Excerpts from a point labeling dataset
━━━━━━━━━━━━━━━━

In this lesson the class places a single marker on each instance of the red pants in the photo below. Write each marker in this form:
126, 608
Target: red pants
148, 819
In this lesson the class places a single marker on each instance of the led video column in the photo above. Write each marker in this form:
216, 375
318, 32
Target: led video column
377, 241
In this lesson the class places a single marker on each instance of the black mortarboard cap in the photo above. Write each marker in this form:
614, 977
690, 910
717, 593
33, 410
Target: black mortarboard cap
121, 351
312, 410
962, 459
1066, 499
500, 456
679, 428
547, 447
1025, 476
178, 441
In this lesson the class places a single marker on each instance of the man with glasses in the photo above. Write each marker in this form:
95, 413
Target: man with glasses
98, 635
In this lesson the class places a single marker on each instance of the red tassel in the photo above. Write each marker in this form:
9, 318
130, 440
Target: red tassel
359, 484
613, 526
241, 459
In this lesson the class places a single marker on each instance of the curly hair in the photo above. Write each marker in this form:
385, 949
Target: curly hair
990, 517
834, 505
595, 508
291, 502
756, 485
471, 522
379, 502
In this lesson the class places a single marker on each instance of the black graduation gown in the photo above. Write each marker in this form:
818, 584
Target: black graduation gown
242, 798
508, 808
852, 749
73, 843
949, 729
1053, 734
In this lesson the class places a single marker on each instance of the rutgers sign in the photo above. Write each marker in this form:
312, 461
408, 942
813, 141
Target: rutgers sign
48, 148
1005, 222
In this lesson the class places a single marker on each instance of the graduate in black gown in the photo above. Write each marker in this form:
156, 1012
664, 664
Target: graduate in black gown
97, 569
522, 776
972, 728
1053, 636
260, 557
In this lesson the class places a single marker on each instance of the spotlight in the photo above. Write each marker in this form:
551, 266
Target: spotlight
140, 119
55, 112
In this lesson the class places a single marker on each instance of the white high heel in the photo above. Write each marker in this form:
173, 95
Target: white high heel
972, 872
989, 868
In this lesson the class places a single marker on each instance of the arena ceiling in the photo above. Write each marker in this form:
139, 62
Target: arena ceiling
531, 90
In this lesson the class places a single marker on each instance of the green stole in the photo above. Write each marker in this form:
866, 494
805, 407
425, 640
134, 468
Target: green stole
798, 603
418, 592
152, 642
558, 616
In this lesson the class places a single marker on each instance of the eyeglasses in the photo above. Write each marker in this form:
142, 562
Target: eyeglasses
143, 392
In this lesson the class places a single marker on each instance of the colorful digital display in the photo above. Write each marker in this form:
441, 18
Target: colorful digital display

━━━━━━━━━━━━━━━━

- Instructions for the task -
Reproduce all of the lines above word for word, from the first to the last.

- In response -
In this lesson the class places a single marker on each instance of the red pants in the photo below. Write each marker in this form:
126, 608
Target: red pants
148, 819
In this lesson the class places a single marker on each instance of the led video column in the photo above. Write each marker in this form:
216, 375
318, 32
Target: led video column
377, 241
In this lesson the class places a single marker on each instance of the black mortarboard cap in the photo above. Write each marker in this form:
614, 977
690, 910
717, 593
33, 410
Target: black mortarboard cap
121, 351
312, 410
962, 459
1066, 499
500, 456
679, 428
547, 447
1025, 476
178, 441
In this lesson the class places a single marker on each instance of the man with glasses in the photo above. Write each marker in this form:
95, 413
Target: man with glasses
98, 635
In this lesson the class places a single marker on each instance of the red tassel in the photo above. Write each marker in this form:
9, 318
130, 440
Target: red tassel
359, 484
613, 526
241, 459
In this lesson the class places a single marker on each instance of the curly hair in the photo above. Write each marker in this form:
385, 949
Target: curly hair
990, 517
834, 505
595, 508
291, 502
756, 485
471, 522
379, 502
In this lesson the class places a single marker on each instance of the black graduation gown in the photo above. Write each marker in this form:
818, 584
Target: black graduation gown
242, 798
508, 808
852, 749
73, 843
949, 729
1053, 734
In this lesson the class places a single marker on each instance of the rutgers sign in the photo above. Write each marker in this form:
312, 461
408, 942
813, 141
Target: rutgers sign
48, 148
1005, 222
In this lesson the class places a single marker on each instance of the graduate in black gown in the photo above. Write each marker in this form:
156, 1012
664, 664
Target: graduate in black gown
97, 569
522, 776
972, 728
1053, 636
260, 557
In this lesson the class places a single marker on each instance of the spotlight in the photo above. Write each marker in this form:
551, 266
Target: spotlight
140, 119
55, 112
In this lesson the class places a single marker on each instance of the white high heel in the photo above. Write each marker in this form:
173, 95
Target: white high heel
972, 872
989, 868
In this lesson the class places a single marker on each instance of the arena ceiling in the photo above. Write each marker in this form:
139, 62
Target: arena ceiling
531, 90
In this lesson the class places a single marker on each instance of the green stole in the photo above. Write each marker in this form:
866, 494
805, 407
425, 640
134, 468
Target: green stole
798, 603
418, 592
152, 642
558, 616
In this lesson the class places a single marker on each instance of the eyeglasses in the photo above. Write each marker in this form:
142, 562
Target: eyeglasses
143, 392
In this lesson the class places a single marker on each instance of the colorful digital display in the photo above. Write each marker in this form:
441, 18
Target: colorful digital display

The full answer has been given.